*EXCERPTED DATA:*
*-*-*

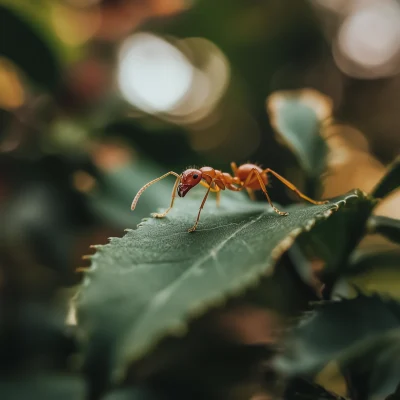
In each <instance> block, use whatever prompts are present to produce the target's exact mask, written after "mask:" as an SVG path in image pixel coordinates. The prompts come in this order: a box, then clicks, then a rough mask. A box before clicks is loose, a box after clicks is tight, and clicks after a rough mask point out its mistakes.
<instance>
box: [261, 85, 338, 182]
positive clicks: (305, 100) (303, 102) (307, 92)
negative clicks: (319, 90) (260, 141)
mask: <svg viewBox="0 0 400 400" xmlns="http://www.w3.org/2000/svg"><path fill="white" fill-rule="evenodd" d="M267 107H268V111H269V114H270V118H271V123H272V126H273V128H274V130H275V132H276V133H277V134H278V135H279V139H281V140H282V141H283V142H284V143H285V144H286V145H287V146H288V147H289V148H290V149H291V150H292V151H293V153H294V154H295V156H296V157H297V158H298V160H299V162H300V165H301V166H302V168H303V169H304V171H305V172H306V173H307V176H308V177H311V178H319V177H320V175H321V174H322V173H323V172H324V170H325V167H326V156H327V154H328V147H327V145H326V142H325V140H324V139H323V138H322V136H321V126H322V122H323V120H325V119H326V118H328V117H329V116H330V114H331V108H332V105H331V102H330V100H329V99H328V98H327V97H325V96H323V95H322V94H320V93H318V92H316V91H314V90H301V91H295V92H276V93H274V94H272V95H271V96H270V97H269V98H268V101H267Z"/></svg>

*-*-*

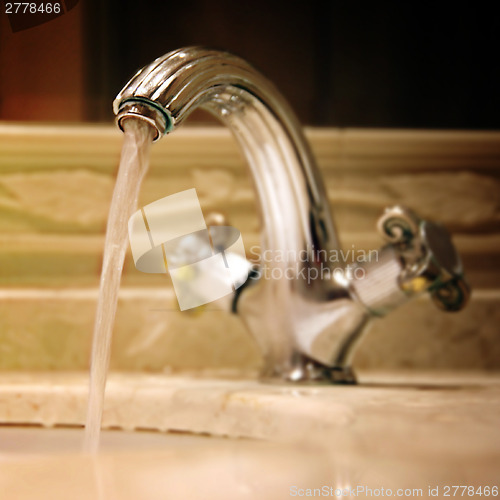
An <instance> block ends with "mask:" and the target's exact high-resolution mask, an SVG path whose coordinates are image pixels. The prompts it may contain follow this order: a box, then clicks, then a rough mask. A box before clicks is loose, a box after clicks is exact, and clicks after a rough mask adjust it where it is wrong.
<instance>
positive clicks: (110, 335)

*-*-*

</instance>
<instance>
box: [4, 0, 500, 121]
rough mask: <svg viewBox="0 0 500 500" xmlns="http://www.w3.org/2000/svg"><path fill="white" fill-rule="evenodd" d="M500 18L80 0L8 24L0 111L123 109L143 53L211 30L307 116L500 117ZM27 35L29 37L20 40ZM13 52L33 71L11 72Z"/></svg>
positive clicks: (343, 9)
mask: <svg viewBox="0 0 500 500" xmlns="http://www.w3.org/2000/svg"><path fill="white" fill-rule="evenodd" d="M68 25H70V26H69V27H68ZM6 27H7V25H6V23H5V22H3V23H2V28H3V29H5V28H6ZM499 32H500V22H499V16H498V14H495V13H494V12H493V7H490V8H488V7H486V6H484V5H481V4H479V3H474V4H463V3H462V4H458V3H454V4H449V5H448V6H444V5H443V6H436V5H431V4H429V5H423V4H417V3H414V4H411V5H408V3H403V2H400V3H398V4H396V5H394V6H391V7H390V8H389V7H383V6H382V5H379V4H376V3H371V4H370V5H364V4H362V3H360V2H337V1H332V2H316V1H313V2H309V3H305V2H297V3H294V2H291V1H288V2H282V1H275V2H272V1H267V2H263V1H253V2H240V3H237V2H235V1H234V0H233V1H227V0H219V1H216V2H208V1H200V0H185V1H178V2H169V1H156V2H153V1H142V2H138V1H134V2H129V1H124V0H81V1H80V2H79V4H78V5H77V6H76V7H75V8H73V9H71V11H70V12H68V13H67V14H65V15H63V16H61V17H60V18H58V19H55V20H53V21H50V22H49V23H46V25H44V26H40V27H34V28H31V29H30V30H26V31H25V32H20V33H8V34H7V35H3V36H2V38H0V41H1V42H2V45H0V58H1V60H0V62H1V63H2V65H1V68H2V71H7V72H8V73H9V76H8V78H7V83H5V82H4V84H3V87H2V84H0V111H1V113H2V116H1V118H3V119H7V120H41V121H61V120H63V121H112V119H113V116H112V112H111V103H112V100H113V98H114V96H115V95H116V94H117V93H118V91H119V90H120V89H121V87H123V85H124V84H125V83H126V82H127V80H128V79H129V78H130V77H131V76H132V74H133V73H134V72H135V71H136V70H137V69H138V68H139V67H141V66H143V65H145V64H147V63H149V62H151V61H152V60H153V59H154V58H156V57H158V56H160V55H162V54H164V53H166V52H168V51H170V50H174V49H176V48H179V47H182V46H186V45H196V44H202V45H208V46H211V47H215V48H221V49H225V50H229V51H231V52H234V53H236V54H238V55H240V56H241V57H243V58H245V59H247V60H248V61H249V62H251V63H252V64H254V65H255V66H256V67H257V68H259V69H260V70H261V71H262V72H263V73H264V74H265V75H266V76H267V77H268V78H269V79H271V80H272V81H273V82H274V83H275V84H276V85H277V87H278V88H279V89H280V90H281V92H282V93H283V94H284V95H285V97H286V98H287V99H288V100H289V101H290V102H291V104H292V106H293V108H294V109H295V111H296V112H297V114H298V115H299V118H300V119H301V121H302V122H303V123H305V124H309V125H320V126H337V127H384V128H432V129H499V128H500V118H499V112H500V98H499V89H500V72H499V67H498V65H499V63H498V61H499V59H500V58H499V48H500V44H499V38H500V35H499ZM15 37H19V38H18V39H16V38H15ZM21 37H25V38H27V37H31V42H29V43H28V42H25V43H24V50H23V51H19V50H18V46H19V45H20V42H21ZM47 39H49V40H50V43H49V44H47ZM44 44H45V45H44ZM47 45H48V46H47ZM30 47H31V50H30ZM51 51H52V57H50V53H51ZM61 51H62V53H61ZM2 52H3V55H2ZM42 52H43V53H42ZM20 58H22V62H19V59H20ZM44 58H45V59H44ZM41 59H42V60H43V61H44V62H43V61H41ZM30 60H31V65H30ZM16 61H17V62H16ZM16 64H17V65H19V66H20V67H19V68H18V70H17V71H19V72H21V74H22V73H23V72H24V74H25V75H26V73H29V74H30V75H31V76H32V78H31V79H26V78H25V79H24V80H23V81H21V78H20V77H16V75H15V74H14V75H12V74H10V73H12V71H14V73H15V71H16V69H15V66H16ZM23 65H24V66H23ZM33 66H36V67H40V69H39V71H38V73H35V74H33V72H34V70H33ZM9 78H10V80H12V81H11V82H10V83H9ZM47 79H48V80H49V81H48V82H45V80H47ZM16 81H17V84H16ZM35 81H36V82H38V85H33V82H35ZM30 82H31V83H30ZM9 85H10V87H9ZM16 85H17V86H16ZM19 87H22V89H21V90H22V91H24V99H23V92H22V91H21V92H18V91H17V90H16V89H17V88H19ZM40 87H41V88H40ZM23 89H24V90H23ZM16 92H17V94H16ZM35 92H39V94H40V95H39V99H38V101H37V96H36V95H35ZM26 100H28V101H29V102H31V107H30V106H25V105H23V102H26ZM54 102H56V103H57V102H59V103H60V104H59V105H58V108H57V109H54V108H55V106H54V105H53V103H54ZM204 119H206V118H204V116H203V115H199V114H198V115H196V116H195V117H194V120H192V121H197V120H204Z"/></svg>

*-*-*

*REQUIRED ACTION:* Copy the material from the line with "</instance>" up to and including the line with "positive clicks: (343, 9)", substituting "coarse mask" for "rough mask" and changing nothing else.

*TASK ANSWER:*
</instance>
<instance>
box: [4, 0, 500, 121]
coarse mask: <svg viewBox="0 0 500 500" xmlns="http://www.w3.org/2000/svg"><path fill="white" fill-rule="evenodd" d="M500 18L80 0L8 24L0 111L123 109L143 53L211 30L307 116L500 117ZM27 35L29 37L20 40ZM13 52L33 71L11 72Z"/></svg>
positive clicks: (343, 9)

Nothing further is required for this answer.